» Work required:
Update the material below by replacing each "Target" with "Object", leaving everything else as it is.

» Material provided:

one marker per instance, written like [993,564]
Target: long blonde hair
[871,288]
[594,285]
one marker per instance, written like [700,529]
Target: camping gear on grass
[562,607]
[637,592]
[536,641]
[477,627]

» Task result:
one marker per instance, written like [993,564]
Object: long blonde hair
[871,288]
[594,285]
one marker per instance, written like [700,529]
Object: camping gear on grass
[562,607]
[637,592]
[536,641]
[477,627]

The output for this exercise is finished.